# [The exercise]
Return every line of the material exactly.

# [Records shown]
——————————

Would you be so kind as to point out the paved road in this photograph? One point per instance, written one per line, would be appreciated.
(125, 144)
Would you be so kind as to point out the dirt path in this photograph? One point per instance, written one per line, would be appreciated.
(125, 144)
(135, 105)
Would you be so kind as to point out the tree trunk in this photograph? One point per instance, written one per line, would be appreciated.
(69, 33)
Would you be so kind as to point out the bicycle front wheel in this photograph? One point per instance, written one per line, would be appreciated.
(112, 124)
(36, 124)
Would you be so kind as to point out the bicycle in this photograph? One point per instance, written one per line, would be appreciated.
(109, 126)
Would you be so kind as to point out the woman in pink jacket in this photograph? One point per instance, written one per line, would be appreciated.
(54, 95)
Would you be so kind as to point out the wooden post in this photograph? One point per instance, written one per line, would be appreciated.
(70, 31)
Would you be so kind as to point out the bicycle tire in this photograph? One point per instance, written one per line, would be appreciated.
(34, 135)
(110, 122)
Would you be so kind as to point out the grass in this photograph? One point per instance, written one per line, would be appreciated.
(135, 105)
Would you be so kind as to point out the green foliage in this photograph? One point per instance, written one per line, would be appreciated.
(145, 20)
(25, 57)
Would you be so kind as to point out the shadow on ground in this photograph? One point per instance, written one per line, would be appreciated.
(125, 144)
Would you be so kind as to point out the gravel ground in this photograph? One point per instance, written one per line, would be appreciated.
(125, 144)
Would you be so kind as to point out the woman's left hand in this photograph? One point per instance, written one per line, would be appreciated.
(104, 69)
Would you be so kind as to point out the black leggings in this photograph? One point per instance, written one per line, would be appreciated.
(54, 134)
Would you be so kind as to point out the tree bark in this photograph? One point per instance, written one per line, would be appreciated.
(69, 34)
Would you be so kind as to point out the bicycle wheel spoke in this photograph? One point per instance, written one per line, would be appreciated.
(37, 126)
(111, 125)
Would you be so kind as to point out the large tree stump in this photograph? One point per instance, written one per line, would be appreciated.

——————————

# [Reply]
Would you be so kind as to point out the paved road in this photograph? One point per instance, written one per line, would be appreciated.
(125, 144)
Would you be so kind as to point out the dirt path in this photograph? One point per instance, written one per line, would be appreciated.
(125, 144)
(135, 105)
Would you be so kind as to point out the tree trunk in this photograph? One point per instance, written one per line, would be appreciated.
(69, 33)
Would you be so kind as to point out the bicycle front wheel in this photograph? One point per instance, written one per line, would be appreciated.
(112, 124)
(36, 124)
Would you be so kind as to point out the bicycle in this photograph? One point per instance, written one per line, would be appreciated.
(109, 126)
Would you be so kind as to point out the woman in pink jacket in this photograph? One point per instance, written one per line, would be appreciated.
(54, 95)
Would you be so kind as to point out the wooden post in this photograph? One point per instance, written one per line, would be appreciated.
(70, 31)
Would you be so kind as to point out the bicycle tire in this photograph? One point per instance, written one per line, would be appreciated.
(34, 135)
(110, 122)
Would you be so kind as to point out the grass in this photograph? One point per instance, written one per line, would be appreciated.
(135, 105)
Would you be so kind as to point out the green foliage in this photograph? One point per instance, written one per line, would be appreciated.
(145, 20)
(25, 57)
Would you be so kind as to point out the shadow on ground in this photograph? One point per instance, written one per line, would be appreciated.
(125, 144)
Would you be so kind as to point out the gravel ground in this photograph? One point per instance, written one per line, would be appreciated.
(125, 144)
Would you be so kind as to point out the woman's left hand in this photograph? One point per instance, written one per line, would be appreciated.
(104, 69)
Would you be so kind as to point out the black leggings in this photograph? One point per instance, written one per line, would be appreciated.
(54, 134)
Would you be so kind as to point out the tree bark in this photograph? One point per instance, written one per line, would be appreciated.
(69, 34)
Would you be so kind as to point out the bicycle wheel spoke in this photograph? One point per instance, written one per line, would be appreciated.
(37, 126)
(111, 125)
Would you be so kind as to point out the large tree stump in this photograph? One point per instance, written one per line, would be appreciated.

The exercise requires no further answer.